--- What is needed ---
Wherever the word "shrub" appears in a line of the data, that line should be copied.

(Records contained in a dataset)

▼

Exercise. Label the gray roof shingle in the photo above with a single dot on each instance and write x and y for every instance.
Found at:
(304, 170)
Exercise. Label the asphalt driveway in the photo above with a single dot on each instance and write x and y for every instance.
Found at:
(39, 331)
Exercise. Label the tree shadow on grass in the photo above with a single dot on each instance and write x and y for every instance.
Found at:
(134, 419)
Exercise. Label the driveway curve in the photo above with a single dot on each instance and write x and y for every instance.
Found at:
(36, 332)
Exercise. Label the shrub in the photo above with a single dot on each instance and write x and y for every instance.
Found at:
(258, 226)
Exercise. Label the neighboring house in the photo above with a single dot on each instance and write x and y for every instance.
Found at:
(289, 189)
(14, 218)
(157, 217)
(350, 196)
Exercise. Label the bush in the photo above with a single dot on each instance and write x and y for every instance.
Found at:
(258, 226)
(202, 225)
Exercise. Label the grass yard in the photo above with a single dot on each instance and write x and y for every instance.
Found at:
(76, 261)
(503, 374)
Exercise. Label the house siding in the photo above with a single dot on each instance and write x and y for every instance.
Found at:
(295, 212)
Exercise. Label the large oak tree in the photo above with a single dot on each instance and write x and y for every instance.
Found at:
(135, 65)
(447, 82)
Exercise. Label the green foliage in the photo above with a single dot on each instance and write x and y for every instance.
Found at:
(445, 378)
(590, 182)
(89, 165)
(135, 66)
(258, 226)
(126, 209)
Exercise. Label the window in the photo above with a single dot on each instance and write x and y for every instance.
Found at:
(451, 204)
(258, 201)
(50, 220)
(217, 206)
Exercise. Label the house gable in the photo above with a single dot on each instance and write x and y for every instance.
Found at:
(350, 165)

▲
▼

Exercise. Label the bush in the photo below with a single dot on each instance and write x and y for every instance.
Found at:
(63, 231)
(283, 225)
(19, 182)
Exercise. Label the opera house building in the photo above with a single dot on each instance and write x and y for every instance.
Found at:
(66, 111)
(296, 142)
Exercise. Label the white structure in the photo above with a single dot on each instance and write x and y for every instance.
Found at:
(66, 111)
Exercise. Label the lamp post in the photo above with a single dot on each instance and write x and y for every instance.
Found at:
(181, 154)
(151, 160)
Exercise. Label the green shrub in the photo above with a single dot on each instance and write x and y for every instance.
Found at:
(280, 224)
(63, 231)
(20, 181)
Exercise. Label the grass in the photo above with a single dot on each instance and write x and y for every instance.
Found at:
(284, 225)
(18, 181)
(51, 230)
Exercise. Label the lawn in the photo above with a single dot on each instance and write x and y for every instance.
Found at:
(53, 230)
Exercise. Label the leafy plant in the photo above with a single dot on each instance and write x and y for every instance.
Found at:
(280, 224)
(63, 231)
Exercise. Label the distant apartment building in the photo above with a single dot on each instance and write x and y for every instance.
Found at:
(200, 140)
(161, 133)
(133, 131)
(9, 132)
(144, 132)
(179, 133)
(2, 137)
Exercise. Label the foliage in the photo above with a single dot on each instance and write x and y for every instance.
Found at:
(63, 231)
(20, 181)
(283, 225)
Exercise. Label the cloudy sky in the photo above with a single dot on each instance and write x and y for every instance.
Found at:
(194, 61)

▲

--- Exercise response ---
Exercise. Label the shrub in the photo above with a single dot on each instance and write x and y for every instance.
Exercise. Label the green shrub in the photo above with a single dot on each instance and write x and y for every instance.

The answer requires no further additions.